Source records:
╔══

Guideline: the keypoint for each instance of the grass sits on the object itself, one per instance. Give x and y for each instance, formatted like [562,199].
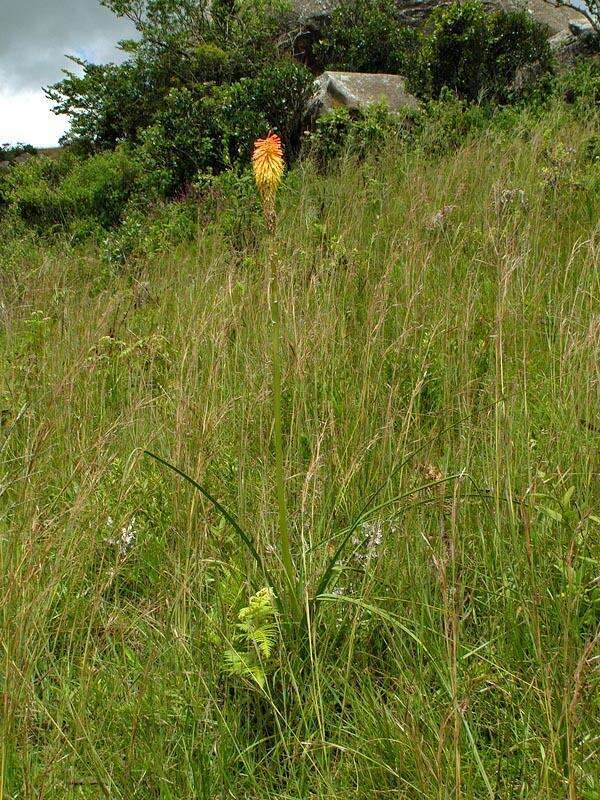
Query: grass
[447,361]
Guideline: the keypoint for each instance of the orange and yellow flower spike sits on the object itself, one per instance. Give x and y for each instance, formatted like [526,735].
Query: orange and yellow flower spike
[268,165]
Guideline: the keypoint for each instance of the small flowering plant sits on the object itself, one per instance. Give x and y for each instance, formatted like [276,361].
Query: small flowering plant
[268,165]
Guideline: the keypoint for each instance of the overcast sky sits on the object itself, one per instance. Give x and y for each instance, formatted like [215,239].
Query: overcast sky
[35,36]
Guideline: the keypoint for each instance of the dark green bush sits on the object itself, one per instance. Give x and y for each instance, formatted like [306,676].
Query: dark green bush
[199,133]
[339,131]
[478,55]
[366,36]
[45,192]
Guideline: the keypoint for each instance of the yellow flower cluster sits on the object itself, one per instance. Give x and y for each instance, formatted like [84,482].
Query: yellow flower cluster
[268,165]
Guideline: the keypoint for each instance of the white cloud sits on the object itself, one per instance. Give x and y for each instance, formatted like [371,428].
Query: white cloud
[26,116]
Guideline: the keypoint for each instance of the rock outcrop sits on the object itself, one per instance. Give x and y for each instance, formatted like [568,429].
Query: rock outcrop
[312,15]
[357,90]
[576,40]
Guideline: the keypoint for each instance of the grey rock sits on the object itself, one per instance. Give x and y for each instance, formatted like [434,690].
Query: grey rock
[581,27]
[311,15]
[579,39]
[357,90]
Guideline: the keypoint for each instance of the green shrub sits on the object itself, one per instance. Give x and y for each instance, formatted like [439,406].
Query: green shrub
[197,133]
[45,192]
[339,131]
[478,55]
[366,36]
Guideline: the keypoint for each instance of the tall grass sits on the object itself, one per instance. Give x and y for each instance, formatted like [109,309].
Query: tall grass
[442,367]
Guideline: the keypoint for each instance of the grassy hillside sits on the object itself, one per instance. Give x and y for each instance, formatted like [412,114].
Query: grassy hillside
[441,337]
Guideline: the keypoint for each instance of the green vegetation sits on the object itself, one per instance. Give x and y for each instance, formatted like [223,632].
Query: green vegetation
[312,513]
[439,313]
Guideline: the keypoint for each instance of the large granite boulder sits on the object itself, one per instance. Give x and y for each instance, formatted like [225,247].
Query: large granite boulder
[311,15]
[578,39]
[357,90]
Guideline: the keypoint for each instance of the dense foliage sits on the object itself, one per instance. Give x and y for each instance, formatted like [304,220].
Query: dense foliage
[367,36]
[197,87]
[477,54]
[465,48]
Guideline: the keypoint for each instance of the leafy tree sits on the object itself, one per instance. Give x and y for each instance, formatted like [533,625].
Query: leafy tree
[180,45]
[366,36]
[476,54]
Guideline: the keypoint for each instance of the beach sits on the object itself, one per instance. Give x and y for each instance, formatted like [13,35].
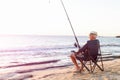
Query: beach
[33,72]
[48,58]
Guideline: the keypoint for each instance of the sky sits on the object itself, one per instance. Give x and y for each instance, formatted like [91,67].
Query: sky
[47,17]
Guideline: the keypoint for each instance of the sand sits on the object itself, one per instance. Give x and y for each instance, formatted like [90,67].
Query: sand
[31,72]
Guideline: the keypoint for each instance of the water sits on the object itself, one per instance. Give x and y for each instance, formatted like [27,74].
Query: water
[17,50]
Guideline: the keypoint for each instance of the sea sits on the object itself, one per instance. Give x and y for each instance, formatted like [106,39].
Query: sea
[50,51]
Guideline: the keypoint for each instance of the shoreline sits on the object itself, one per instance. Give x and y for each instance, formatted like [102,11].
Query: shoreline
[33,72]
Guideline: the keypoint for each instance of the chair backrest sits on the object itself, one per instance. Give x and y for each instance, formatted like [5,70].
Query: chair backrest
[93,48]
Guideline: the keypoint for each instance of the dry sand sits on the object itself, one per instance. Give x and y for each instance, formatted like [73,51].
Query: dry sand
[112,72]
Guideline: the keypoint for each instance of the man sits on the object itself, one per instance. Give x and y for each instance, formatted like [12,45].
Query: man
[91,46]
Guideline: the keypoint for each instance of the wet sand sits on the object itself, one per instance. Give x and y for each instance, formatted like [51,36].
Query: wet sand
[37,72]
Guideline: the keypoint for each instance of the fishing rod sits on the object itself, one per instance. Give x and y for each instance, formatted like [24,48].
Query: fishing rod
[70,24]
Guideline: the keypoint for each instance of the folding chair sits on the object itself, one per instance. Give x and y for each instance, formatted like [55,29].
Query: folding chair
[93,63]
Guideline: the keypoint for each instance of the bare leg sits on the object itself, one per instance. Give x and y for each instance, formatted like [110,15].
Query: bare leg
[73,58]
[81,65]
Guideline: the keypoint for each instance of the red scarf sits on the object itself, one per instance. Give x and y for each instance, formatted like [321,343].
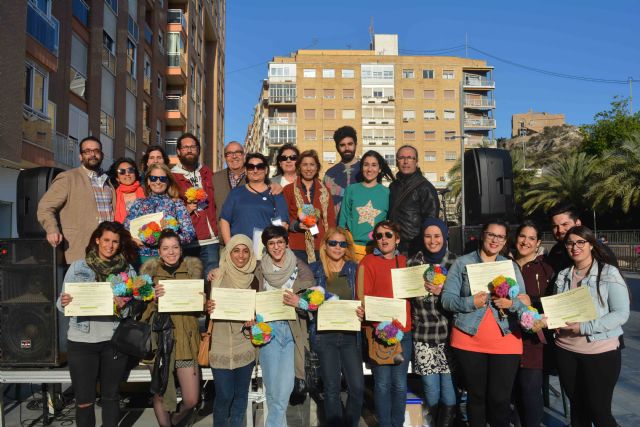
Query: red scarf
[121,209]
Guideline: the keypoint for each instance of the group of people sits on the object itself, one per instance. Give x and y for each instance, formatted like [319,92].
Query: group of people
[345,233]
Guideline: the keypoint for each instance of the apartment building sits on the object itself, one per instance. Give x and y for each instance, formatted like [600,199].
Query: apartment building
[430,102]
[133,72]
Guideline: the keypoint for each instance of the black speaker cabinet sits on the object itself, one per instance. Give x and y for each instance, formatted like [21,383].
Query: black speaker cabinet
[30,273]
[488,185]
[32,184]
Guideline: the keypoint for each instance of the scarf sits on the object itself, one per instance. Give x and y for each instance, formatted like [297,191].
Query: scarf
[121,207]
[430,257]
[277,279]
[103,268]
[231,276]
[324,205]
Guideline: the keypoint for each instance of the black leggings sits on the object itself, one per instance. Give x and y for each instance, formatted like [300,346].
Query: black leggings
[589,380]
[489,380]
[88,363]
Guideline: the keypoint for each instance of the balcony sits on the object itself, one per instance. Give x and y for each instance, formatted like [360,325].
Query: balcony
[45,29]
[36,128]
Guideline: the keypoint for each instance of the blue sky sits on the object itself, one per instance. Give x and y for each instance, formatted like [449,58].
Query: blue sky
[583,38]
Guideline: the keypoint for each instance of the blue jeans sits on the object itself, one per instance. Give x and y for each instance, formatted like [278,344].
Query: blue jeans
[276,359]
[390,389]
[438,388]
[232,390]
[340,352]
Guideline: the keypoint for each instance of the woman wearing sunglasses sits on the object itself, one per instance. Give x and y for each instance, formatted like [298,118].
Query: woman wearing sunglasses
[588,353]
[252,207]
[486,342]
[309,193]
[163,195]
[126,180]
[339,352]
[374,279]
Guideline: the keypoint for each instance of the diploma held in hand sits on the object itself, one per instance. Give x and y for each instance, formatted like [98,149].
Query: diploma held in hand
[270,306]
[181,296]
[408,282]
[339,315]
[89,299]
[378,309]
[234,304]
[575,305]
[482,273]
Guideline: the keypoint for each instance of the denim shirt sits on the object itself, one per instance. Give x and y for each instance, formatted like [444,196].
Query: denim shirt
[456,297]
[612,311]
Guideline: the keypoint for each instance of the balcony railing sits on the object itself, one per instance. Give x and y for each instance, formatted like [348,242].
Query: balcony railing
[44,29]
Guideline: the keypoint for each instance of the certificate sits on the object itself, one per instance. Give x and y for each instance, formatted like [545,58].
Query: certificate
[233,304]
[575,305]
[408,282]
[89,299]
[269,304]
[136,224]
[482,273]
[181,296]
[339,315]
[378,309]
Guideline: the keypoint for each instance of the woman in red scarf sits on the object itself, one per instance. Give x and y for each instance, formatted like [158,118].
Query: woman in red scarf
[126,180]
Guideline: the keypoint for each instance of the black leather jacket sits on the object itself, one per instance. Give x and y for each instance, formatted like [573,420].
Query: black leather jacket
[410,210]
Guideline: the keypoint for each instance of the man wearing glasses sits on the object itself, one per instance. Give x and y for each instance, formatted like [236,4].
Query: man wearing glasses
[412,199]
[81,198]
[190,173]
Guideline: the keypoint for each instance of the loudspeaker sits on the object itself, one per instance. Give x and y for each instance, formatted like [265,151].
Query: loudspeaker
[32,184]
[488,185]
[31,271]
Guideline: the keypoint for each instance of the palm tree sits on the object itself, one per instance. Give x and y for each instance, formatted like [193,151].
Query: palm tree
[619,176]
[568,179]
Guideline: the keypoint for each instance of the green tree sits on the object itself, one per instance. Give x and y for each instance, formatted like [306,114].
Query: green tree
[610,128]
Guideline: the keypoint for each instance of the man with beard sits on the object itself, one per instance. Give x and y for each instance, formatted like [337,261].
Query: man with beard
[190,173]
[81,198]
[412,199]
[339,176]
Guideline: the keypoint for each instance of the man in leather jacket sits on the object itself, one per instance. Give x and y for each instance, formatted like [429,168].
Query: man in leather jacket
[412,200]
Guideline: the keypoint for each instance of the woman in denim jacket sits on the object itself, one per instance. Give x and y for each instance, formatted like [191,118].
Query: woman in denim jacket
[588,353]
[91,355]
[486,342]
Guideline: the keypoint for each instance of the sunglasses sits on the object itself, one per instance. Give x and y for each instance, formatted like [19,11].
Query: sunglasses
[387,234]
[254,166]
[334,243]
[126,171]
[293,158]
[162,179]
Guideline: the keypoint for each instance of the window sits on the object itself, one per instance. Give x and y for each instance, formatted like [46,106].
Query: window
[329,114]
[348,74]
[429,114]
[408,93]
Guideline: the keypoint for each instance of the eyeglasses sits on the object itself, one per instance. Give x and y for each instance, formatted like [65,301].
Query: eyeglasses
[124,171]
[293,158]
[387,234]
[496,237]
[162,179]
[334,243]
[256,166]
[579,243]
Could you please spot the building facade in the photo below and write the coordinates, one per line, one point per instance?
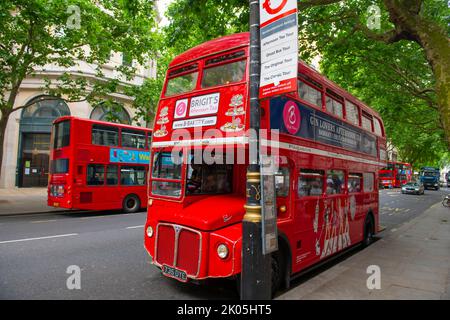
(27, 140)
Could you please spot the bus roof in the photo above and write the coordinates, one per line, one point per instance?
(238, 40)
(119, 125)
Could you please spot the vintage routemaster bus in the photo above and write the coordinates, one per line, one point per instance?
(395, 174)
(96, 165)
(331, 146)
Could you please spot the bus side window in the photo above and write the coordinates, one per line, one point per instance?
(368, 182)
(335, 182)
(112, 175)
(95, 175)
(354, 182)
(310, 183)
(282, 182)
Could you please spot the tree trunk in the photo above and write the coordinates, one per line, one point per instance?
(4, 116)
(432, 37)
(437, 48)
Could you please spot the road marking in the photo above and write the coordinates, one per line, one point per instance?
(43, 221)
(40, 238)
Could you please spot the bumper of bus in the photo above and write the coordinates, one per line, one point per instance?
(194, 253)
(63, 201)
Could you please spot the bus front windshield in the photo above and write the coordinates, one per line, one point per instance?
(166, 175)
(205, 178)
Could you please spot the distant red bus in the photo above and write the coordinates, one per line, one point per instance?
(97, 165)
(395, 174)
(331, 146)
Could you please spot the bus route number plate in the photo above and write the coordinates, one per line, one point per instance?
(174, 273)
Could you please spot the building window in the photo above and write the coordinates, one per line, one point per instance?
(377, 127)
(111, 113)
(95, 175)
(310, 94)
(367, 123)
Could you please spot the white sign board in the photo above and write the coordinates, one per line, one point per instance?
(279, 47)
(207, 104)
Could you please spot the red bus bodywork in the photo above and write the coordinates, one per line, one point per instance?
(395, 174)
(184, 231)
(88, 176)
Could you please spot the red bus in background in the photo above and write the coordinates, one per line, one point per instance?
(331, 147)
(395, 174)
(97, 165)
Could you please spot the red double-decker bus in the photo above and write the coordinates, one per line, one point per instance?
(331, 146)
(96, 165)
(395, 174)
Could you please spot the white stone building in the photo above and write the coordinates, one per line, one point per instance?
(28, 131)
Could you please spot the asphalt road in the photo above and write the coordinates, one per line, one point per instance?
(36, 251)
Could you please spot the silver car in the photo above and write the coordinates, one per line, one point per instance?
(413, 187)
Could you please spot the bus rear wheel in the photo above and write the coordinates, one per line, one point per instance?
(278, 274)
(131, 204)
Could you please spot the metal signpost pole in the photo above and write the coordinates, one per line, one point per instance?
(256, 267)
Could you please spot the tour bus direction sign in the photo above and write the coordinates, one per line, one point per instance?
(279, 47)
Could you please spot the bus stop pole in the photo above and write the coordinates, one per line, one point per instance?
(256, 267)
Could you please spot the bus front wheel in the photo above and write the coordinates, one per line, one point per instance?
(131, 204)
(368, 231)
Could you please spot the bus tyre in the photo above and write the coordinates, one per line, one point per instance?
(368, 231)
(131, 204)
(278, 271)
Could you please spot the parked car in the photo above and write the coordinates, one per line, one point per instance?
(413, 187)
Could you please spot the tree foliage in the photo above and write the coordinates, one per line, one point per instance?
(388, 66)
(38, 33)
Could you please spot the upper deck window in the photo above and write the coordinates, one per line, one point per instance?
(367, 122)
(61, 134)
(133, 139)
(310, 94)
(352, 113)
(334, 107)
(216, 74)
(105, 135)
(377, 127)
(182, 80)
(208, 178)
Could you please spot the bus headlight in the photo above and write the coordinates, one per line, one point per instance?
(222, 251)
(149, 231)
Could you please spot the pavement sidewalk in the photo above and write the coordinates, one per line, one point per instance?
(24, 200)
(414, 260)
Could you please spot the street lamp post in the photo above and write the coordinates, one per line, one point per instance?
(256, 267)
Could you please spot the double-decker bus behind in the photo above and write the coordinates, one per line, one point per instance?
(331, 147)
(96, 165)
(395, 174)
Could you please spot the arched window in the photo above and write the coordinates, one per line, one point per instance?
(111, 113)
(45, 109)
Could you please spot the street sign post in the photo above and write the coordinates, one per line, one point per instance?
(279, 47)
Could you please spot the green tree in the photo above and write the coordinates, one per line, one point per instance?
(401, 67)
(36, 33)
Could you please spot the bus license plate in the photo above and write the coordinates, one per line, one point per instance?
(174, 273)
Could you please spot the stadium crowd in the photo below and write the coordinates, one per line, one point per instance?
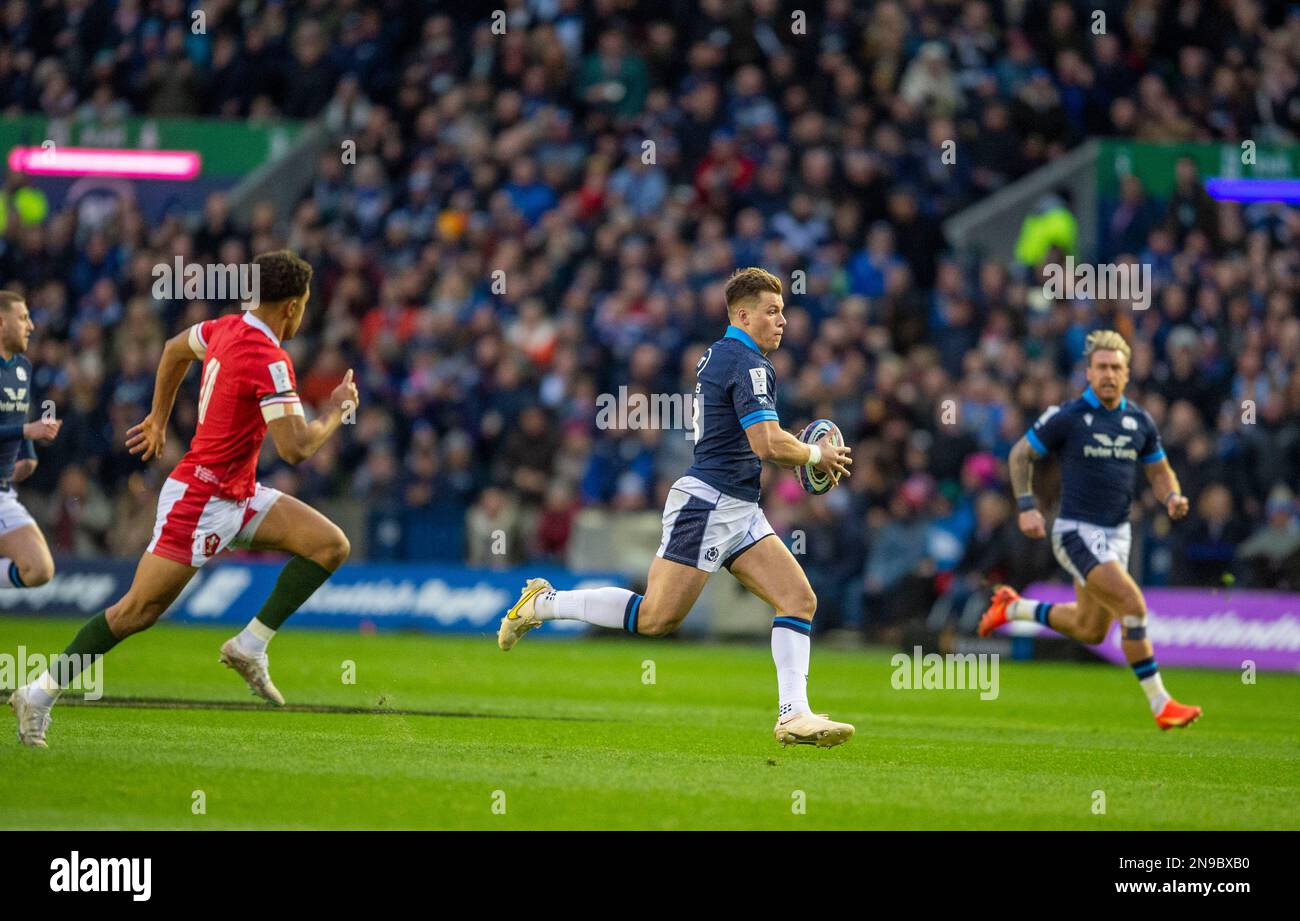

╚══

TASK TO CARRY OUT: Beginning with the line that holds "Could you please spot the upper", extract every line to the end of the material, exactly as it stands, and drop the pictures.

CORRECT RESPONSE:
Could you please spot the upper deck window in the photo above and write the coordinates, one per line, one point per instance?
(367, 122)
(61, 134)
(133, 139)
(310, 94)
(352, 113)
(334, 107)
(216, 74)
(105, 135)
(377, 127)
(182, 80)
(208, 178)
Could you please spot the bus headlight in the photo above and write the coordinates, one per line, one point per instance?
(222, 251)
(149, 231)
Could you please spot the pavement sidewalk in the photo above and write the coordinates, one per line, one point per instance?
(24, 200)
(414, 260)
Could you please spot the street lamp post in the photo above and write the coordinates, one per line, one point per instance?
(256, 267)
Could you please spot the double-decker bus behind in the photo above and write the coordinates, one per line, one point per instance?
(331, 147)
(96, 165)
(395, 174)
Could you please spot the arched window in the photo above and write the coordinates, one per line, one point per instance?
(111, 113)
(45, 109)
Could you please spot the street sign post in the photo above and write the coordinates, one per line, one point per instance?
(279, 47)
Could you please spot the green tree in the photo above and write the coordinates, one per line, one point per instance?
(401, 67)
(36, 33)
Could you please spot the bus license plate in the photo above and write the coordinates, one per line, one point per instance?
(174, 273)
Could you please spot the stadium crowd in the photo below and write the coordinates, one per line, one point per instance?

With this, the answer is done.